*EXERCISE GOAL*:
List each line in the records below that contains the word "task", copying every such line in full.

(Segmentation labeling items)

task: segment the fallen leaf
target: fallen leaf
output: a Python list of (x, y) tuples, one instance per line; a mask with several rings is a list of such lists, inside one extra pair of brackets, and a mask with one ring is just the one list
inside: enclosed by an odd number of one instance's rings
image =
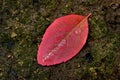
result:
[(56, 19), (46, 30), (38, 48), (37, 61), (43, 66), (66, 62), (86, 43), (88, 17), (76, 14)]

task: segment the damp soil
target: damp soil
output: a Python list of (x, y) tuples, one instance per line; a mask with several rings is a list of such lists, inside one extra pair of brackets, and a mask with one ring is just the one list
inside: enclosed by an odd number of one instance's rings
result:
[[(47, 27), (64, 15), (89, 13), (88, 40), (78, 55), (39, 65)], [(0, 80), (120, 80), (120, 1), (0, 0)]]

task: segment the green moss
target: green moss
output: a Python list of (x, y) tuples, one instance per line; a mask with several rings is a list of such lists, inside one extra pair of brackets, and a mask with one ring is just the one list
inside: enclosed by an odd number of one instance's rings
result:
[(105, 37), (108, 27), (104, 20), (92, 18), (90, 20), (90, 36), (94, 39)]

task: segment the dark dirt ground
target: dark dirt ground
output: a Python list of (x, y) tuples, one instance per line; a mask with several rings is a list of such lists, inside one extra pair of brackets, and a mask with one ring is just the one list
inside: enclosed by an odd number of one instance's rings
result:
[[(92, 13), (86, 45), (66, 63), (38, 65), (46, 28), (71, 13)], [(120, 0), (0, 0), (0, 80), (120, 80)]]

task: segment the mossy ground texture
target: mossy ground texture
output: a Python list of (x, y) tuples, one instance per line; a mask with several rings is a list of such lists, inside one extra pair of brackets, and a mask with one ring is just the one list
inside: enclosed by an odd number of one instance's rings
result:
[[(0, 80), (120, 80), (119, 12), (119, 0), (0, 0)], [(79, 54), (38, 65), (38, 44), (49, 24), (88, 13), (89, 36)]]

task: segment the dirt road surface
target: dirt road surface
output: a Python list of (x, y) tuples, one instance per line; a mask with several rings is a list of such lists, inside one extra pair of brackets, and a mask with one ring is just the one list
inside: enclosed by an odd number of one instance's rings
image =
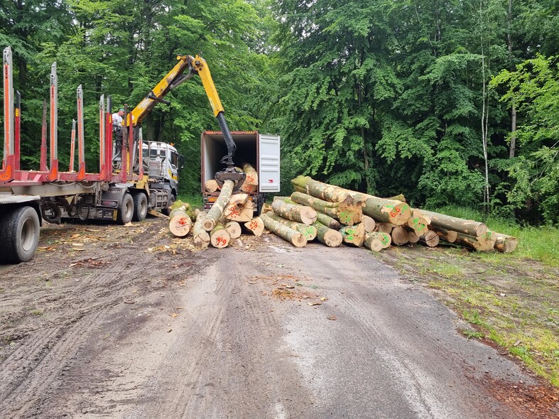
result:
[(159, 219), (41, 234), (0, 266), (1, 418), (554, 417), (496, 397), (537, 382), (362, 249), (197, 251)]

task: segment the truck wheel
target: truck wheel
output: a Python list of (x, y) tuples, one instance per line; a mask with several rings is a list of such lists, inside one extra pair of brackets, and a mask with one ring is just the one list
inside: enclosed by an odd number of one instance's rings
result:
[(132, 195), (126, 192), (122, 197), (122, 205), (120, 206), (116, 214), (116, 221), (119, 224), (125, 224), (132, 221), (134, 214), (134, 200)]
[(146, 219), (148, 214), (148, 197), (145, 193), (138, 192), (134, 195), (134, 214), (132, 219), (134, 221), (142, 221)]
[(175, 197), (175, 195), (171, 194), (170, 197), (169, 197), (169, 203), (167, 205), (167, 207), (161, 210), (161, 212), (163, 214), (165, 214), (165, 215), (168, 215), (169, 214), (170, 214), (170, 207), (171, 205), (173, 205), (173, 204), (175, 203), (175, 200), (176, 198)]
[(16, 208), (0, 220), (4, 249), (0, 261), (19, 263), (31, 261), (39, 243), (39, 216), (32, 207)]

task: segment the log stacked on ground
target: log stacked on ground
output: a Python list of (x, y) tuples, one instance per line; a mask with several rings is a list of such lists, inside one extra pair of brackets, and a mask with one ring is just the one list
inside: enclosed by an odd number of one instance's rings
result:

*SOLUTION TO THE PROBLEM*:
task: segment the fallen leaf
task: segment the damp soil
task: segment the green moss
task: segment the dark dirt ground
task: segment the mossy ground texture
task: segment the dirt road surface
task: segment the truck wheel
task: segment the log stacked on ground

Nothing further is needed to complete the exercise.